**Tarefa 1**
Responda às perguntas seguintes sobre o texto acerca das crianças e da educação:
(a) Que especialista é entrevistado, segundo a introdução?
(b) Que três mudanças são indicadas na revolução escolar em curso?
(c) Que dois adjetivos caracterizam a educação?
**Tarefa 2**
Prossiga o texto sobre as crianças e a educação a partir da última frase apresentada.
═════ Secção do documento ═════
As crianças precisam de brincar e outras lições de vida

Notícias Magazine

Uma entrevista clarificadora em que um neuropediatra com experiência nos põe a pensar no que andamos a fazer aos nossos miúdos.

Estamos no meio de mais uma revolução escolar. Currículos novos, menos exames, provas de aferição ainda não bem determinadas. Houve outra vez críticas, professores irados, pais que abanaram a cabeça dizendo que assim não se vai a lado nenhum. Do outro lado, aplausos, júbilos, sopros de alívio.

No meio de tudo isto, os que menos parecem contar, as crianças, os jovens. É verdade que a educação tem sempre o mesmo problema: estamos a preparar de acordo com os nossos cânones gente que vai viver noutro mundo que não é o nosso. É assim, sempre, a educação, anacrónica e futurista ao mesmo tempo. Na melhor das hipóteses tentaremos antecipar necessidades que, por serem do futuro, ainda não conhecemos. E retiraremos, com a mesma boa vontade, os melhores exemplos do que foi o nosso passado. Encontramo-nos aqui, neste vértice do triângulo, num equilíbrio difícil.
═════ Linhas fornecidas ═════
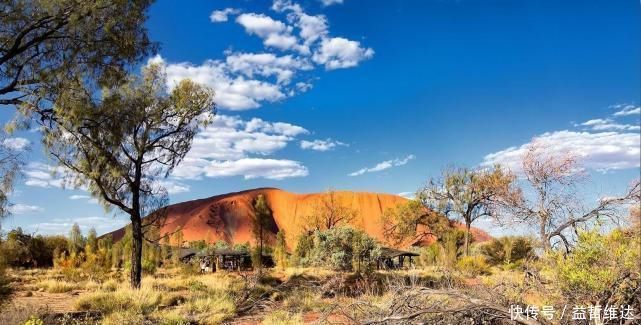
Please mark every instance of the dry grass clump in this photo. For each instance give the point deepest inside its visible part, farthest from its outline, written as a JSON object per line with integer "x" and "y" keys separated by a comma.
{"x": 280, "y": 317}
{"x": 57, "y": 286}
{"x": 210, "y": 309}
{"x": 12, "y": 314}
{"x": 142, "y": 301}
═════
═════ Linhas fornecidas ═════
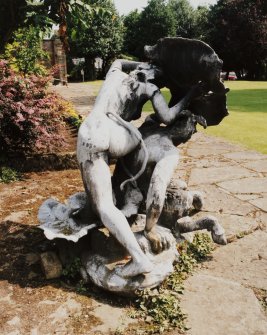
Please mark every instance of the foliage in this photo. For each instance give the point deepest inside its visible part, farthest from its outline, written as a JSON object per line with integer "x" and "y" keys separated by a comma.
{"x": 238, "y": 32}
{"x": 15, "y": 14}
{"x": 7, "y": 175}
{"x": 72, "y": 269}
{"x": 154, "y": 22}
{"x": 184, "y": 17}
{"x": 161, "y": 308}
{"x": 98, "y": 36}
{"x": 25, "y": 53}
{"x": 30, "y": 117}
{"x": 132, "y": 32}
═════
═════ Linhas fornecidas ═════
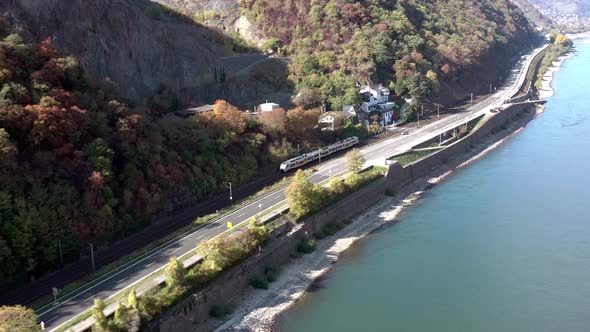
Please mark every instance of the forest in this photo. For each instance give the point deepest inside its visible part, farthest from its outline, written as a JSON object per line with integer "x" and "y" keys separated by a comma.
═════
**Resultado esperado 1**
(a) Um neuropediatra com experiência.
(b) Currículos novos, menos exames e provas de aferição ainda não bem determinadas.
(c) Anacrónica e futurista.

**Resultado esperado 2**
Em Portugal, primeiro vieram anos e anos de educação escolástica, muita memorização e pouca compreensão – que era, ao seu estilo, também uma política, e ninguém queria gente pensante num país onde não se podia pensar. Depois vieram os anos da democratização. De algum laxismo, é certo, mas que, entre uns quantos exageros, trouxeram o primado da pedagogia, do aluno, atenção às diferenças e à aprendizagem. O rebate desta onda deu-se com o aumento das exigências, o regresso dos exames, do tem de ser, do tem de saber. Só faltaram as reguadas.

Entre todas estas épocas tivemos greves de professores, discussões de carreiras, chantagens, manifestações, quedas de governos nas quais a imprensa jogou o jogo das partes, esquecendo-se, quase sempre, daqueles que mais estavam postos em causa: mais uma vez, os alunos.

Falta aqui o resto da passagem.